▸ **OBJECTIF 1**
D'après l'extrait fourni, quelle part des effectifs de l'Armée d'Afrique les troupes indigènes représentaient-elles au début du siècle ?
▸ **OBJECTIF 2**
Transcrivez sans aucune modification le passage de l'extrait fourni qui s'ouvre sur les mots « ---------Progressivement » et se clôt sur « de troupes indigènes. ».

▸ **EXTRAIT FOURNI**
═══
| ---------L'Armée 
        d'Afrique est le vocable qui a désigné, de tout temps, l'armée 
        française d'Afrique du Nord.La composition et la nature même de cette armée ont souvent 
        varié au cours d'un siècle et demi de présence française 
        au Maghreb.
 ---------Au 
        début, c'est, avant tout, l'Armée française venue 
        de métropole pour rétablir l'ordre sur les mers, faire régner 
        la paix et apporter une civilisation dans ces pays outre-Méditerranée 
        dominés par des féodalités ou livrés à 
        l'anarchie.
 ---------Progressivement 
        elle s'est " métissée " par incorporation, en 
        son sein, d'unités indigènes créées sur place.
 ---------Au 
        début du siècle, elle comprend, quant aux effectifs, environ 
        un tiers de troupes françaises et deux tiers de troupes indigènes.
═══
▸ **DONNÉES**

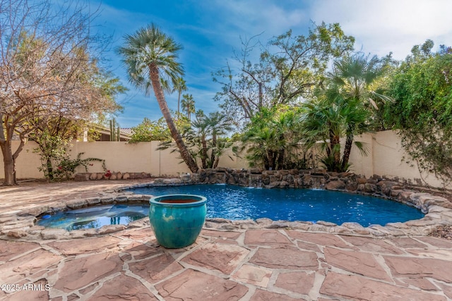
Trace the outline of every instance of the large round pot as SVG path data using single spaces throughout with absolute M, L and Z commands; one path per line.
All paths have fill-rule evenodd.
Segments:
M 176 249 L 196 240 L 204 225 L 207 199 L 201 195 L 167 195 L 149 201 L 149 221 L 160 245 Z

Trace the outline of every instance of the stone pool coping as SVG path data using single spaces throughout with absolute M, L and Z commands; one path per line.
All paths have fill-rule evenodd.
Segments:
M 64 229 L 45 228 L 37 226 L 37 217 L 41 214 L 63 210 L 79 209 L 87 206 L 125 202 L 148 202 L 150 195 L 133 195 L 124 191 L 134 188 L 153 185 L 182 185 L 179 178 L 156 179 L 149 183 L 124 185 L 112 190 L 104 192 L 98 197 L 81 198 L 69 201 L 56 201 L 30 209 L 0 212 L 0 237 L 35 240 L 37 239 L 74 239 L 103 235 L 126 228 L 149 226 L 147 218 L 130 223 L 128 225 L 108 225 L 98 229 L 83 229 L 67 231 Z M 331 189 L 335 190 L 334 189 Z M 338 191 L 340 191 L 338 190 Z M 394 198 L 392 198 L 393 199 Z M 403 190 L 396 200 L 410 203 L 422 209 L 426 214 L 420 219 L 404 223 L 389 223 L 385 226 L 371 225 L 363 227 L 357 223 L 333 223 L 319 221 L 273 221 L 269 219 L 230 221 L 225 219 L 207 219 L 205 229 L 219 231 L 246 231 L 248 229 L 287 228 L 309 232 L 323 232 L 332 234 L 359 235 L 373 238 L 389 236 L 427 235 L 436 226 L 452 224 L 452 203 L 447 199 L 414 190 Z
═══
▸ **RÉSULTAT ATTENDU 1**
Deux tiers des effectifs.

▸ **RÉSULTAT ATTENDU 2**
---------Progressivement 
        elle s'est " métissée " par incorporation, en 
        son sein, d'unités indigènes créées sur place.
 ---------Au 
        début du siècle, elle comprend, quant aux effectifs, environ 
        un tiers de troupes françaises et deux tiers de troupes indigènes.